● **Work required**
Reproduce the rows below verbatim, from the first line through the line containing "[604,314,658,394]", both ends included. Omit the pictures from your output.
▬▬▬▬▬▬▬▬▬▬
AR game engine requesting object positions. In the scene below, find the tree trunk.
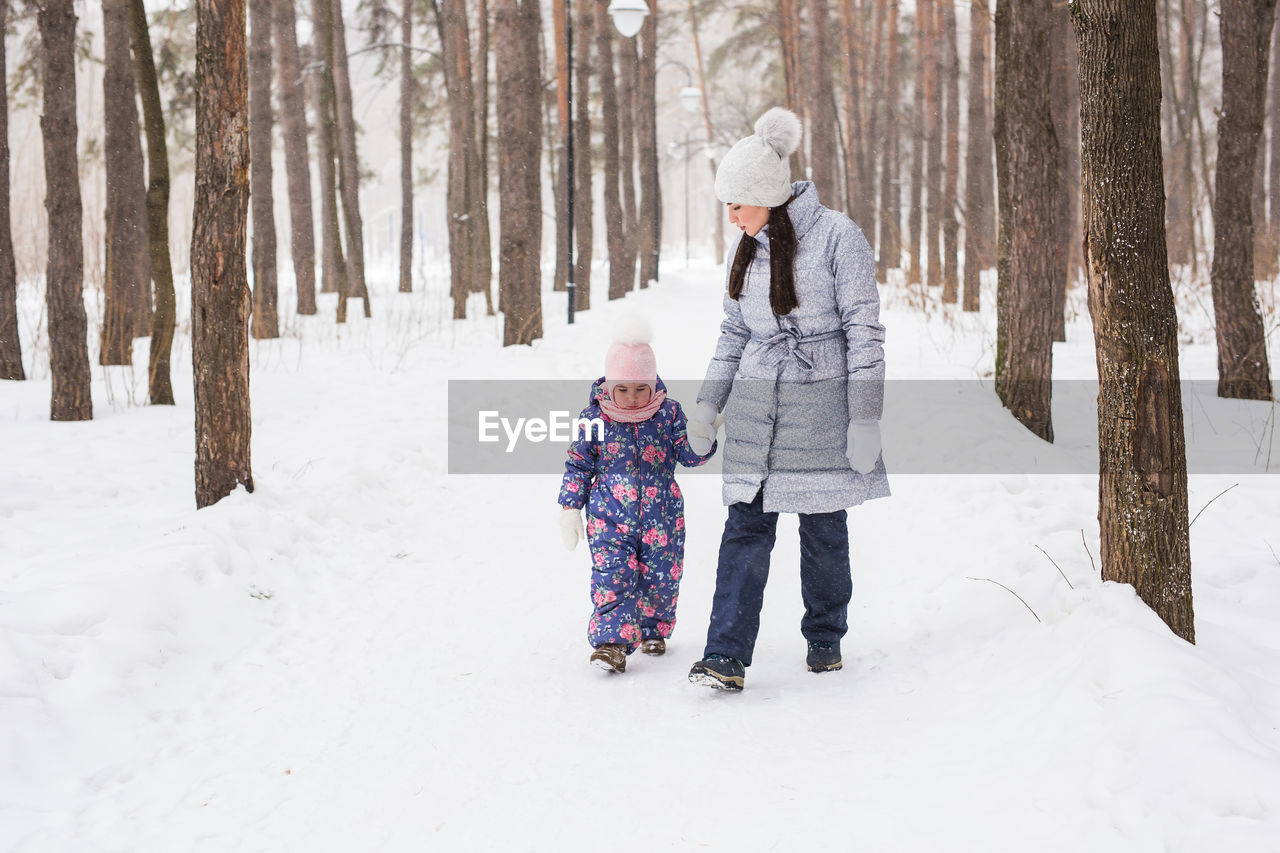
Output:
[494,0,543,346]
[906,4,928,284]
[594,0,631,300]
[311,0,347,302]
[0,0,27,379]
[961,0,993,311]
[273,0,316,315]
[573,0,595,311]
[248,0,280,339]
[804,0,839,202]
[128,0,178,406]
[333,0,371,323]
[1210,0,1276,400]
[919,0,943,287]
[636,0,660,287]
[191,0,253,507]
[938,0,960,302]
[876,0,902,275]
[618,32,640,291]
[37,0,93,420]
[996,0,1059,442]
[99,0,151,365]
[1050,5,1080,341]
[1075,0,1192,643]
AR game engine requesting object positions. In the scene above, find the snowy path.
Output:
[0,262,1280,853]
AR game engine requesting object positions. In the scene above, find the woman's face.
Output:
[724,202,769,237]
[611,382,653,409]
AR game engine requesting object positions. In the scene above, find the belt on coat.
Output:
[751,325,845,371]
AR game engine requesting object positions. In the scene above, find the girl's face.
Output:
[724,204,769,237]
[612,382,653,409]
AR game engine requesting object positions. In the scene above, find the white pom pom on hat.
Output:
[716,106,801,207]
[604,314,658,394]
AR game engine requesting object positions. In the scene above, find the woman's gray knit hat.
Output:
[716,106,800,207]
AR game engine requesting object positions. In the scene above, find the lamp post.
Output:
[564,0,657,325]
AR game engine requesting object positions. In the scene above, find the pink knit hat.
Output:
[604,314,658,397]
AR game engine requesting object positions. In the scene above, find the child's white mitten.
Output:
[845,420,881,474]
[561,506,584,551]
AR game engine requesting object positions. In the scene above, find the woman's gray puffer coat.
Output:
[698,181,890,514]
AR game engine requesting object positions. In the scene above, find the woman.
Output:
[689,108,888,690]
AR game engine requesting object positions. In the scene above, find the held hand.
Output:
[561,507,582,551]
[845,420,881,474]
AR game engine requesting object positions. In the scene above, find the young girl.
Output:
[559,318,716,672]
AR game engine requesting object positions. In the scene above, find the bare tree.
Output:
[876,0,902,275]
[494,0,543,346]
[333,0,370,323]
[996,0,1059,442]
[1210,0,1276,400]
[271,0,316,315]
[1075,0,1192,643]
[129,0,178,406]
[99,0,151,364]
[0,0,27,380]
[36,0,93,420]
[248,0,280,338]
[191,0,253,507]
[961,0,995,311]
[938,0,960,302]
[311,0,348,298]
[399,0,413,293]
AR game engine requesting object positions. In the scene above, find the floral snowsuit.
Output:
[559,377,716,652]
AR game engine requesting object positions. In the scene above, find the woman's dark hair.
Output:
[728,199,800,316]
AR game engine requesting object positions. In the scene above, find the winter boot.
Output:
[591,643,627,672]
[689,654,746,693]
[805,640,845,672]
[640,637,667,657]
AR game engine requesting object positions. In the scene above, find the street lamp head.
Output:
[680,86,703,113]
[609,0,649,38]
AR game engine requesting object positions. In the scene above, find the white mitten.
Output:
[561,507,584,551]
[845,420,881,474]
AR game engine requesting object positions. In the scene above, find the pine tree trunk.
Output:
[191,0,253,507]
[573,0,595,311]
[494,0,543,346]
[996,0,1059,442]
[876,0,902,275]
[129,0,178,406]
[333,0,370,317]
[636,0,660,287]
[273,0,316,315]
[594,0,631,300]
[1075,0,1192,643]
[248,0,280,339]
[919,0,945,287]
[1050,6,1080,341]
[399,0,413,293]
[1210,0,1276,400]
[961,0,993,311]
[311,0,347,298]
[938,0,960,302]
[906,4,928,284]
[37,0,93,420]
[99,0,151,365]
[618,32,640,291]
[804,0,839,202]
[0,0,27,380]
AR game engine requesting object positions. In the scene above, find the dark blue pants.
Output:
[705,491,854,666]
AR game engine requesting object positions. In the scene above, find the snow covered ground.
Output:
[0,256,1280,853]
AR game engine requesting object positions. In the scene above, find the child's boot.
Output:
[591,643,627,672]
[640,637,667,657]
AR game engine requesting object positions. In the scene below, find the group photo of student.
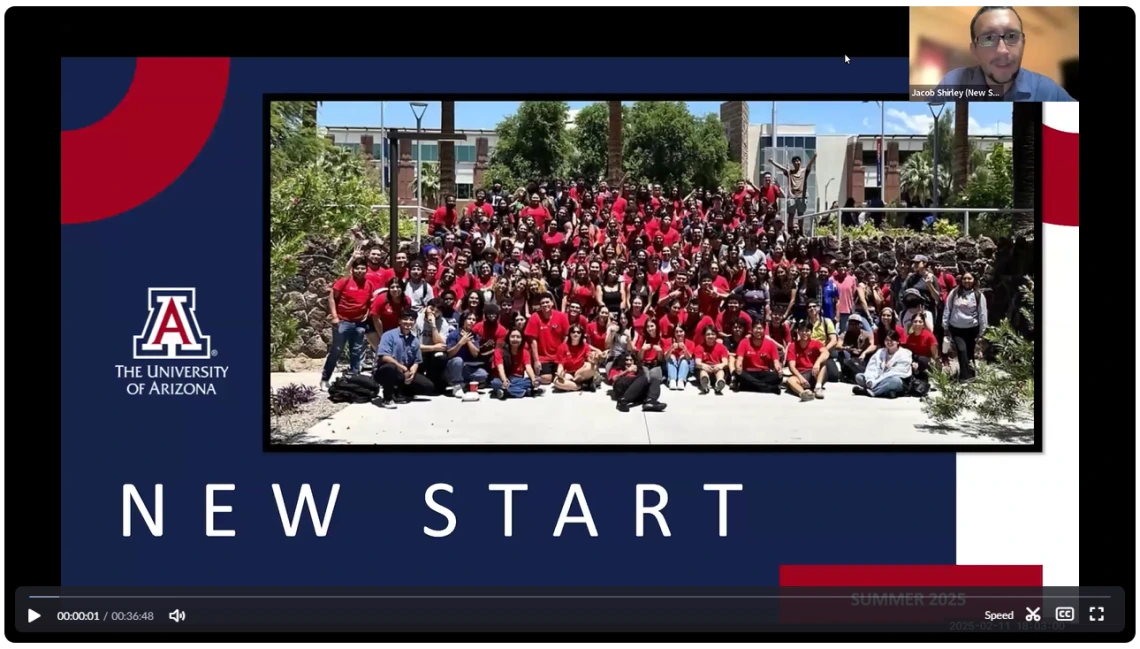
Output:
[321,175,988,412]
▬▬▬▬▬▬▬▬▬▬
● **Result of the exercise**
AR game engine requesting object positions. In the scene below, find the tree trunk.
Output:
[494,0,543,346]
[906,4,928,284]
[594,0,631,300]
[311,0,347,302]
[0,0,27,379]
[961,0,993,311]
[273,0,316,315]
[573,0,595,311]
[248,0,280,339]
[804,0,839,202]
[128,0,178,406]
[333,0,371,323]
[1210,0,1276,400]
[919,0,943,287]
[636,0,660,287]
[191,0,253,507]
[938,0,960,302]
[876,0,902,275]
[618,32,640,291]
[37,0,93,420]
[996,0,1059,442]
[99,0,151,365]
[1050,5,1080,341]
[1075,0,1192,643]
AR game engine requesting object positions. In the scene above, find the snowy path.
Output:
[0,262,1280,853]
AR game engine requesting object positions. In the scene above, find the woman's face.
Output:
[724,202,769,237]
[611,382,653,409]
AR game engine requesting object positions. In the scene above, find the belt on coat.
Output:
[751,325,845,371]
AR game engine requesting object positions. In the scene above, find the girl's face.
Output:
[724,204,769,237]
[612,382,653,409]
AR game engine requesting object positions. In the scene above, find the white pom pom on hat.
Output:
[716,106,801,207]
[604,314,658,394]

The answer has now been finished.